Architektur:Gasteig, die Zweite

Architektur: Ganz neue Einblicke: So könnte der Gasteig nach der Generalsanierung einmal aussehen. Simulation: Henn

Ganz neue Einblicke: So könnte der Gasteig nach der Generalsanierung einmal aussehen. Simulation: Henn

Wer bekommt den Auftrag zur Generalsanierung des Kulturzentrums? Der Stadtrat muss nach einer Panne erneut abstimmen - was an der Entscheidung für das Büro Henn aber offenbar nichts ändert

Von Heiner Effern

Die monatelange Misere um die Vergabe der Gasteig-Sanierung soll an diesem Mittwoch ein Ende finden. Dann soll der Stadtrat in nicht öffentlicher Sitzung entscheiden, dass auch im zweiten Anlauf das Münchner Architekturbüro Henn den Planungsauftrag erhält. So schlägt es der Aufsichtsrat des Kulturzentrums vor, der sich bereits auf den Entwurf festgelegt hat. Wie aus dem Stadtrat zu hören ist, wird er diesen Vorschlag wohl bestätigen. Der erste Beschluss des Gremiums war von der Vergabekammer Südbayern im Januar wegen Verfahrensmängeln einkassiert worden. Diese Panne führte zu einer achtmonatigen Verzögerung der Sanierung, was die veranschlagten Kosten von knapp einer halben Milliarde Euro nochmals nach oben treiben dürfte.

Offiziell bestätigen will die anvisierte Vergabe der Planung an das Büro Henn vor der Entscheidung im Stadtrat niemand, zu groß ist die Sorge, dass das Verfahren ein zweites Mal vor der Kammer landet. Der erste Anlauf war unter anderem deshalb gescheitert, weil die drei Sieger des Architektenwettbewerbs öffentlich bekannt gegeben wurden. Dieser war damit formal beendet, ein neues Vergabeverfahren hätte beginnen müssen. Doch der Gasteig verfuhr weiter, als ob man sich noch im Wettbewerb befände. Die beiden nicht berücksichtigten Büros Auer und Weber aus München sowie Wulf aus Stuttgart hatten dies gerügt und Recht bekommen.

Die Gasteig GmbH startete nun ein neues Verfahren, das die von der Vergabekammer geforderten nachvollziehbaren Kriterien in den Vordergrund stellen sollte. Das Büro Auer und Weber stieg Anfang Mai aus, weil die architektonischen Entwürfe nun völlig ausgeblendet werden sollten. "Ausschließlich der Preis, der Personalaufwand, die Qualifikation des Projektteams sowie Konzepte zur Einhaltung der Kostenobergrenze und zur Erfüllung der vertraglichen Verpflichtungen" seien ausschlaggebend, hieß es in einer Mitteilung des Büros. Da sich zudem bereits im Vorfeld der Entscheidung einer der Alt-Architekten des Gasteig, die die Urheberrechte an dem Bau besitzen, für Henn ausgesprochen habe und dieses Büro auch im Vorfeld schon für die Stadt im Gasteig tätig gewesen sei, könne von fairen Wettbewerbsbedingungen keine Rede sein. Damit verblieb als letzter Konkurrent im Vergabeverfahren das Büro Wulf aus Stuttgart. Die Vergabe der Sanierung eines der größten Kulturzentren Europas geriet für die Stadt aber auch deshalb zur Blamage, weil sie immer wieder politisch ins Feuer geriet.
-- -- --
=== Aufgabenstellung ===
Geben Sie aus dem Artikel über die Gasteig-Sanierung den Abschnitt von „Die monatelange Misere“ bis einschließlich „nach oben treiben dürfte.“ wortgetreu wieder.

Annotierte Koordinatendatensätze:
-- -- --
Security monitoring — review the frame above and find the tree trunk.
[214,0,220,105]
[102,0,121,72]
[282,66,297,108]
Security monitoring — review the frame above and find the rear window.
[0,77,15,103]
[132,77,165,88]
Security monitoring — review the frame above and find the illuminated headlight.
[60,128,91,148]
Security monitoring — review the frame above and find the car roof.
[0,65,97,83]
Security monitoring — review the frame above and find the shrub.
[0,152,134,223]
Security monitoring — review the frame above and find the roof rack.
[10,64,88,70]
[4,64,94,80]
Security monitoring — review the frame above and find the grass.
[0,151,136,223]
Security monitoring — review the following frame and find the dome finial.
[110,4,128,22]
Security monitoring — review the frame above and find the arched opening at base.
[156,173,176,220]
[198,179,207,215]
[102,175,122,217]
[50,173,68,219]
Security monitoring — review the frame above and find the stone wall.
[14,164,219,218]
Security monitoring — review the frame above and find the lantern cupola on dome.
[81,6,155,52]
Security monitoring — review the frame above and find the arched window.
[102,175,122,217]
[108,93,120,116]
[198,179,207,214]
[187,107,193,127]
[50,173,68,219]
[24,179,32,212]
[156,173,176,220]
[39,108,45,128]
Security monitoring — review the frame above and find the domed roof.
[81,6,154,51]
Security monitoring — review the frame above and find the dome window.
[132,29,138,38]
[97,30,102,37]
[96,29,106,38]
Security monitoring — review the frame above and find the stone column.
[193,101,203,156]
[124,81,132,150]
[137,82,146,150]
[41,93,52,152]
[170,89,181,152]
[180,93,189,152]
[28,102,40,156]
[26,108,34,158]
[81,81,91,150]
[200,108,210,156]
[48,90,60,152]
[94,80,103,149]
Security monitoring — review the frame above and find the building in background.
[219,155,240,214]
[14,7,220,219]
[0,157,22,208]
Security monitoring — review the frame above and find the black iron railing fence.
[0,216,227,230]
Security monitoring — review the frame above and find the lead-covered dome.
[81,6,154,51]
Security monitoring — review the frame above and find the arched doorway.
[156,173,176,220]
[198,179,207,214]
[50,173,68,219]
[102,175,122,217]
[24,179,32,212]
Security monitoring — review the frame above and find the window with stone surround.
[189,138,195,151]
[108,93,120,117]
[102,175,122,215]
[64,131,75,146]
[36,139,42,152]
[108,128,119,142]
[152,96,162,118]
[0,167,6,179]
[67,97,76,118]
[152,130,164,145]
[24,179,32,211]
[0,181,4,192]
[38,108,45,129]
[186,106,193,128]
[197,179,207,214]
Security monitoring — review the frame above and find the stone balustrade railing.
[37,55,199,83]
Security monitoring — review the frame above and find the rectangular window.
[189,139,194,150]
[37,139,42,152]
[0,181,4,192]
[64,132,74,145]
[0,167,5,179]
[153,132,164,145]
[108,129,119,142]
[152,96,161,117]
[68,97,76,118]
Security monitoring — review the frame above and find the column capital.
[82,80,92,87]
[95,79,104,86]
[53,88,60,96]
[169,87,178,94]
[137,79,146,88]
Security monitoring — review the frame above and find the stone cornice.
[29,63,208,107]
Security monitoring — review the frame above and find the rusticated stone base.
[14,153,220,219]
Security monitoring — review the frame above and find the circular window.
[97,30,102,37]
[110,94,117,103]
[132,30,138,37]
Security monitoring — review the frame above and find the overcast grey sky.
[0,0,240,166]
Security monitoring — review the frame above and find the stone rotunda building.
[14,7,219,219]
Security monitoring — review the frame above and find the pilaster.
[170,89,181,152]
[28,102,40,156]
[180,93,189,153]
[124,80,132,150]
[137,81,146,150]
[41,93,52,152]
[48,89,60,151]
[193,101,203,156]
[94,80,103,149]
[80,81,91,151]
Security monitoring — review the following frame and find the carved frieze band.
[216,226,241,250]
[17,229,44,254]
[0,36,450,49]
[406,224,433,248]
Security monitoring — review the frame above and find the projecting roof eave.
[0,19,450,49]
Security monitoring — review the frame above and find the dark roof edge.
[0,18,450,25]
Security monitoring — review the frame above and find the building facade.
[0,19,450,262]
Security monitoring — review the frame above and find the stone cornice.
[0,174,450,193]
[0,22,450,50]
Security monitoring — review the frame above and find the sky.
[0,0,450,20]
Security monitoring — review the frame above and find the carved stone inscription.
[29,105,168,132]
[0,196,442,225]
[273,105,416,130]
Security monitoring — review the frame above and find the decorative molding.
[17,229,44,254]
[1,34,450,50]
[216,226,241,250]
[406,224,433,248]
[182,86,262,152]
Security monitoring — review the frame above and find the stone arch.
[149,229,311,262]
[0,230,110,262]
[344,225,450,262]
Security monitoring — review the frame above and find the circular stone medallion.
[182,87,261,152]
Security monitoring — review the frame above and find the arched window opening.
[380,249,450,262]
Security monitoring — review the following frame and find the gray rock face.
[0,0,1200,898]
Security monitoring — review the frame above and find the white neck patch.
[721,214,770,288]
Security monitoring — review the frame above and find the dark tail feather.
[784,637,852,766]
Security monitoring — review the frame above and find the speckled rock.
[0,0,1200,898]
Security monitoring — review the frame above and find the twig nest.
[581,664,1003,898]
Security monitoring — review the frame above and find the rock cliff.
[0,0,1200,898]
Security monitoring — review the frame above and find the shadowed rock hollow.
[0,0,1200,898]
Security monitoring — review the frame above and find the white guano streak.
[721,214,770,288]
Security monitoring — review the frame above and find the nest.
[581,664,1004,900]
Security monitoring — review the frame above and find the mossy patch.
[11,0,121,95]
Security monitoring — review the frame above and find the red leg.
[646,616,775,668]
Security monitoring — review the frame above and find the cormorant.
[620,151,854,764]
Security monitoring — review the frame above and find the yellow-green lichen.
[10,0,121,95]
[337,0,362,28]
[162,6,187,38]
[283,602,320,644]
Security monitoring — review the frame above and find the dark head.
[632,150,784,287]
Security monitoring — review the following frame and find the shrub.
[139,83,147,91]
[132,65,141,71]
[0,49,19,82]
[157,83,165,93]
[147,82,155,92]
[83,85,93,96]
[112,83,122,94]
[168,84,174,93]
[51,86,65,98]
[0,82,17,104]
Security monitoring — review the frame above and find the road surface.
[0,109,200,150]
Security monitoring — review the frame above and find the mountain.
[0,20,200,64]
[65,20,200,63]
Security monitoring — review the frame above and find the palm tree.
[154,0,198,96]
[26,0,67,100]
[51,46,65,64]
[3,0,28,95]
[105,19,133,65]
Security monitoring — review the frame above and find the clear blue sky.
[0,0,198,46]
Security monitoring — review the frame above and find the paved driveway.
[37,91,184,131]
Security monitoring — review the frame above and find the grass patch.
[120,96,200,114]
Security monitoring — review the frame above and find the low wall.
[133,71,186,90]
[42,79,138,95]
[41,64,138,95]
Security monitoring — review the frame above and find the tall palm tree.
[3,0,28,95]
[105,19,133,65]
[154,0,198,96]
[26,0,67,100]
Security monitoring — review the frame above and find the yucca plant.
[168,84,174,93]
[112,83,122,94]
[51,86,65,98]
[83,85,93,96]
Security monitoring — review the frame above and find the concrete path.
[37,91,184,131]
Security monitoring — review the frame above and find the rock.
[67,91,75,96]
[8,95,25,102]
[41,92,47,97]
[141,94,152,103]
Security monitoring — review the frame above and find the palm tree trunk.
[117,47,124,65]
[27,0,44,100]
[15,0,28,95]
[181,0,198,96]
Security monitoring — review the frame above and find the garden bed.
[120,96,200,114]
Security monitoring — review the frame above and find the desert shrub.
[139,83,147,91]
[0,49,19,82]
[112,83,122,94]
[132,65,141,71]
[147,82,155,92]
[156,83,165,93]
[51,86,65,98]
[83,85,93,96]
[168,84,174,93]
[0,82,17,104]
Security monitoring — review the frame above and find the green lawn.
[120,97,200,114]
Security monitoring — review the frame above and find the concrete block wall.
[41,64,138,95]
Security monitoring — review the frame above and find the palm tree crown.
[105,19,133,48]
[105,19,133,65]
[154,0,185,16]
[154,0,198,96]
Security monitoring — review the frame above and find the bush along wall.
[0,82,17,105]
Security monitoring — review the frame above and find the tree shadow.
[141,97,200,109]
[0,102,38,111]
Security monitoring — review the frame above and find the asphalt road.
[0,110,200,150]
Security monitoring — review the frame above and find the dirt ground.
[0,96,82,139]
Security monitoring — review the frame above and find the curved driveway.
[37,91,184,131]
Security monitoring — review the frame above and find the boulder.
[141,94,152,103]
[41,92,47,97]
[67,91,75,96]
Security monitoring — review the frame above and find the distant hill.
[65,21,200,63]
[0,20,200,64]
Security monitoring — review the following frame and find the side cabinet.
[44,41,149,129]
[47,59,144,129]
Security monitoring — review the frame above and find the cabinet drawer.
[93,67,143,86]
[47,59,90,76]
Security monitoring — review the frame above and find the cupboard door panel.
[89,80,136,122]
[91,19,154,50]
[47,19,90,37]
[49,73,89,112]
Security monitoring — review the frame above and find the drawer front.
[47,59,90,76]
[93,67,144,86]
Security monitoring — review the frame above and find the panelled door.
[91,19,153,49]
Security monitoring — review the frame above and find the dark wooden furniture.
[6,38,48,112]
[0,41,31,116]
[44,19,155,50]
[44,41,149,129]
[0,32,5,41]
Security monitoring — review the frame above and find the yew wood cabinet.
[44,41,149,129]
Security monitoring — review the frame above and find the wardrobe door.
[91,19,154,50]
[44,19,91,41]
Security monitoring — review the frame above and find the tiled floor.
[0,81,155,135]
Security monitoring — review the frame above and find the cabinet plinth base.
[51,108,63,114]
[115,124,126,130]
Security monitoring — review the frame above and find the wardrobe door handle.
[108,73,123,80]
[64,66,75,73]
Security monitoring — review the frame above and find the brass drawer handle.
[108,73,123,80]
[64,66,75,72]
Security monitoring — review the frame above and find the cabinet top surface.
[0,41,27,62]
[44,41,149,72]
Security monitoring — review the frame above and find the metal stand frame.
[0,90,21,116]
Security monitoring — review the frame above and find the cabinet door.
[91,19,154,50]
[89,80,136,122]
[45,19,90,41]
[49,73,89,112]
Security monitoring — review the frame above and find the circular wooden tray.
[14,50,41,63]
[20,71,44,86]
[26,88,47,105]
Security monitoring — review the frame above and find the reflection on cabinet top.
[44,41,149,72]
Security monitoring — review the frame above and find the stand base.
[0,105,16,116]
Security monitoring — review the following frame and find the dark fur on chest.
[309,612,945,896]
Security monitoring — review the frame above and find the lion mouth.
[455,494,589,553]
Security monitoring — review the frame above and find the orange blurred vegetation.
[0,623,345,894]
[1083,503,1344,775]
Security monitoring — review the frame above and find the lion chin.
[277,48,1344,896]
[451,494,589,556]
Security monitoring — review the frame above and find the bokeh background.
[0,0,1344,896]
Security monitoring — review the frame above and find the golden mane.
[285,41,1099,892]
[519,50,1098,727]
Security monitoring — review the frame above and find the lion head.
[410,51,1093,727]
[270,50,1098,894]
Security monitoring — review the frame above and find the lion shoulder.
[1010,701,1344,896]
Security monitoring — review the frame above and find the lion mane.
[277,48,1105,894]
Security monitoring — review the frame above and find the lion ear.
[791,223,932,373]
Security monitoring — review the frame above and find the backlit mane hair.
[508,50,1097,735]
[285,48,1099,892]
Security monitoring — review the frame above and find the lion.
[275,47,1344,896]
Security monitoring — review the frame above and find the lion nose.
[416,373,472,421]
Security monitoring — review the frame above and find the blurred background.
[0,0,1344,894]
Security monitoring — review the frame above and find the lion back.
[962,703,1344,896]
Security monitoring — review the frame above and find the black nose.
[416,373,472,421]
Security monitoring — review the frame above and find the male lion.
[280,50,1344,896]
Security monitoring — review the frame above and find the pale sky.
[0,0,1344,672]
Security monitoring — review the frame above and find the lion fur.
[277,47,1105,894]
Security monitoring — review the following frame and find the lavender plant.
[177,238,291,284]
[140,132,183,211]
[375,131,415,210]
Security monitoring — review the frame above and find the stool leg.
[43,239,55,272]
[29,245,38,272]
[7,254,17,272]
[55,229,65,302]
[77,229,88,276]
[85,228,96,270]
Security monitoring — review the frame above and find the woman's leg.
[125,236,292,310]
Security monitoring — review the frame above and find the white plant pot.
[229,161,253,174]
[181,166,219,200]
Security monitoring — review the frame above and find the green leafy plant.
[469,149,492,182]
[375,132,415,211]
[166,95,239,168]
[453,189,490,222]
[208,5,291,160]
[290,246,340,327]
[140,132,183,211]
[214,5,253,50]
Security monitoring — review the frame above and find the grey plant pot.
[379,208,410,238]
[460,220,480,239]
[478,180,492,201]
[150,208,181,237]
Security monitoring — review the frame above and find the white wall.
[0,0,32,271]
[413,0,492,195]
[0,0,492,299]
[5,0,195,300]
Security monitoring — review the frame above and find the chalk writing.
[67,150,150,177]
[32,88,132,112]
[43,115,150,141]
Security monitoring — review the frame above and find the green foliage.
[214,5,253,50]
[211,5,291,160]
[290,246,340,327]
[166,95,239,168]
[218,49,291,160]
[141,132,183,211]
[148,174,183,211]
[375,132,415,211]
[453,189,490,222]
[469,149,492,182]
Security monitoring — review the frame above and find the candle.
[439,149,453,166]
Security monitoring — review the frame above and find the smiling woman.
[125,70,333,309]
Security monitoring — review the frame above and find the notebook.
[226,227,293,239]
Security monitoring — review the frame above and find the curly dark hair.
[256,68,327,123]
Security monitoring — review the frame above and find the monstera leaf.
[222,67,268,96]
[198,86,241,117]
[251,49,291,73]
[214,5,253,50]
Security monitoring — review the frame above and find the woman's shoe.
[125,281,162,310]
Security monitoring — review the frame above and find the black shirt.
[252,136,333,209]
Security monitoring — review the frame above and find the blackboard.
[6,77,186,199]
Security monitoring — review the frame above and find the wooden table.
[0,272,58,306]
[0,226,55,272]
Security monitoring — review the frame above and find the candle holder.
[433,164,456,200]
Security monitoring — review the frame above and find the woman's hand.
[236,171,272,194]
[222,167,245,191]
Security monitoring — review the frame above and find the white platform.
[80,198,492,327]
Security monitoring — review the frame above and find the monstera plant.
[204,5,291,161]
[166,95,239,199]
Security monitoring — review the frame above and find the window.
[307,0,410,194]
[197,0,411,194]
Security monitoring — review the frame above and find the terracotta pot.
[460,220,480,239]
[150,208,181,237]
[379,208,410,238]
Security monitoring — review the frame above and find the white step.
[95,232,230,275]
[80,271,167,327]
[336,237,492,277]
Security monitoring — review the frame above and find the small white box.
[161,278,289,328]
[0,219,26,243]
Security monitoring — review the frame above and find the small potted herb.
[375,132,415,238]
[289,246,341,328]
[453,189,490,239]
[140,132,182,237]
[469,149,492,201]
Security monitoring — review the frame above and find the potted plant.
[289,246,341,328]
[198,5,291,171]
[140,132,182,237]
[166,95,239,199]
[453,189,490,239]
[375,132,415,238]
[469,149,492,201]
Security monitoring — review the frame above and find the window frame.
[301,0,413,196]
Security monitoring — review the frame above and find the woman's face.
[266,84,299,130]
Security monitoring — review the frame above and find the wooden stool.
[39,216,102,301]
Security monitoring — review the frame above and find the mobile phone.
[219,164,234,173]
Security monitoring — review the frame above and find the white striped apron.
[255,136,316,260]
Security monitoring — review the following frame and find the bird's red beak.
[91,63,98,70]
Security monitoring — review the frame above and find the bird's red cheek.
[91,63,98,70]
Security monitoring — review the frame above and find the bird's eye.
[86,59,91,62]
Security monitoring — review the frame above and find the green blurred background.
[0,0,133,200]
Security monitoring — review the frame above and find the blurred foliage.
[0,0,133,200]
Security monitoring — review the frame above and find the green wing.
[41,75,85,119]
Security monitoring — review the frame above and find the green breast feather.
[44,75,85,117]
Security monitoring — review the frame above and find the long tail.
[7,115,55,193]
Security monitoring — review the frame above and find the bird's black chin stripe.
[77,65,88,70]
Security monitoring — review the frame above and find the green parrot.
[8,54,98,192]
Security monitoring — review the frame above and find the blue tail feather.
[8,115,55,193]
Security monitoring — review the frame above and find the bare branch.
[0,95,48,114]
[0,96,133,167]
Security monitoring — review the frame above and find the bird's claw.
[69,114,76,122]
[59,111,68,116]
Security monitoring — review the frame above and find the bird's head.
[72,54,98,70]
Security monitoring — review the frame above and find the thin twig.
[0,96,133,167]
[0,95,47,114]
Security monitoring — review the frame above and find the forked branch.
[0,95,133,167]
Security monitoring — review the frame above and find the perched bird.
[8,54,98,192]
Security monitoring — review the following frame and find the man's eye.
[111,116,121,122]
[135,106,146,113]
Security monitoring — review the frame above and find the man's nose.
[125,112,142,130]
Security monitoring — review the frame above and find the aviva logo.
-- -- --
=== Lösung ===
Die monatelange Misere um die Vergabe der Gasteig-Sanierung soll an diesem Mittwoch ein Ende finden. Dann soll der Stadtrat in nicht öffentlicher Sitzung entscheiden, dass auch im zweiten Anlauf das Münchner Architekturbüro Henn den Planungsauftrag erhält. So schlägt es der Aufsichtsrat des Kulturzentrums vor, der sich bereits auf den Entwurf festgelegt hat. Wie aus dem Stadtrat zu hören ist, wird er diesen Vorschlag wohl bestätigen. Der erste Beschluss des Gremiums war von der Vergabekammer Südbayern im Januar wegen Verfahrensmängeln einkassiert worden. Diese Panne führte zu einer achtmonatigen Verzögerung der Sanierung, was die veranschlagten Kosten von knapp einer halben Milliarde Euro nochmals nach oben treiben dürfte.